> GIVEN TASK: Copy the data below, swapping "segment the target" for "trace the target" wherever it occurs and leaving everything else unchanged.

---------- INFORMATION PROVIDED

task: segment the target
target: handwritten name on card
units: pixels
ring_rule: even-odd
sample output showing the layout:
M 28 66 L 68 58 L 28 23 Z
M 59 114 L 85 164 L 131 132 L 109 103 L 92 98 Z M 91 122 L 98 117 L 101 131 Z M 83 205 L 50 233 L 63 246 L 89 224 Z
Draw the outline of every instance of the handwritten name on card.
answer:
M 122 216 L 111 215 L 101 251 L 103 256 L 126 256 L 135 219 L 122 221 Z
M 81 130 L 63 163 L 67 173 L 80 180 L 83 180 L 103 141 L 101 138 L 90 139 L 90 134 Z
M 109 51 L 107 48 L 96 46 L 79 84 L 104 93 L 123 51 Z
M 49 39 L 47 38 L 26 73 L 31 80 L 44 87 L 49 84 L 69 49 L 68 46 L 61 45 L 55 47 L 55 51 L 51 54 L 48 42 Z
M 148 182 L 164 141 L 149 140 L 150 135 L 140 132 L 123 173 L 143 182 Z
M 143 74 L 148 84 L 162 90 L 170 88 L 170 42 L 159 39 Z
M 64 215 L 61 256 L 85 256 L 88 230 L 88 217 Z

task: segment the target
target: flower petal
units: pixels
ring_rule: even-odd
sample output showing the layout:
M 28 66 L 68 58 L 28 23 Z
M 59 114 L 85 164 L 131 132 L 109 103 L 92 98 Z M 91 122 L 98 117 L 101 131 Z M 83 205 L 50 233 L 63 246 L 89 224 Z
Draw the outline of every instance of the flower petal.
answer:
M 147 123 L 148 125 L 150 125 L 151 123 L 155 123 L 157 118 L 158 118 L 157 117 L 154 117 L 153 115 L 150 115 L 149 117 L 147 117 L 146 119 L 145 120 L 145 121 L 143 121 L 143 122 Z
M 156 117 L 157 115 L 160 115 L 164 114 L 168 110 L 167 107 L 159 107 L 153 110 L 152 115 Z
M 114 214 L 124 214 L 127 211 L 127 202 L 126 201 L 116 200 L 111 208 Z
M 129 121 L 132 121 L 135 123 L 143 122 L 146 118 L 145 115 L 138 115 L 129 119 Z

--------------------

> RESULT:
task: trace the target
target: handwritten name on card
units: pixels
ring_rule: even-odd
sample output showing the layout:
M 28 66 L 68 58 L 28 23 Z
M 59 114 L 85 164 L 131 132 L 109 103 L 92 98 Z M 91 122 L 98 117 L 101 131 Z M 83 205 L 50 233 L 63 246 L 89 224 Z
Draw the outline of every instance of the handwritten name on card.
answer:
M 122 216 L 111 215 L 101 251 L 103 256 L 126 256 L 135 219 L 122 221 Z
M 81 130 L 63 163 L 67 173 L 80 180 L 83 180 L 103 141 L 101 138 L 90 139 L 90 134 Z
M 109 51 L 107 48 L 96 46 L 79 84 L 104 93 L 123 51 Z
M 49 39 L 47 38 L 26 73 L 31 80 L 44 87 L 49 84 L 69 49 L 68 46 L 61 45 L 55 47 L 55 51 L 51 54 L 48 42 Z
M 148 182 L 164 141 L 149 140 L 150 135 L 140 132 L 123 173 L 143 182 Z
M 143 74 L 148 84 L 162 90 L 170 88 L 170 42 L 159 39 Z
M 64 215 L 61 256 L 85 256 L 88 230 L 88 217 Z

task: trace the target
target: flower petal
units: pixels
ring_rule: even-odd
sample output showing the layout:
M 28 66 L 68 58 L 28 23 Z
M 59 114 L 85 164 L 131 132 L 109 103 L 92 98 Z M 91 122 L 98 117 L 101 131 Z M 83 205 L 50 233 L 63 246 L 89 224 Z
Draw the outline of every instance of the flower petal.
answer:
M 147 123 L 148 125 L 150 125 L 151 123 L 155 123 L 157 118 L 158 118 L 157 117 L 154 117 L 153 115 L 150 115 L 149 117 L 147 117 L 146 119 L 145 120 L 145 121 L 143 121 L 143 122 Z
M 156 117 L 157 115 L 160 115 L 164 114 L 168 110 L 167 107 L 159 107 L 153 110 L 152 115 Z
M 114 214 L 124 214 L 127 211 L 127 202 L 126 201 L 116 200 L 111 208 Z
M 129 121 L 132 121 L 135 123 L 143 122 L 146 118 L 145 115 L 138 115 L 129 119 Z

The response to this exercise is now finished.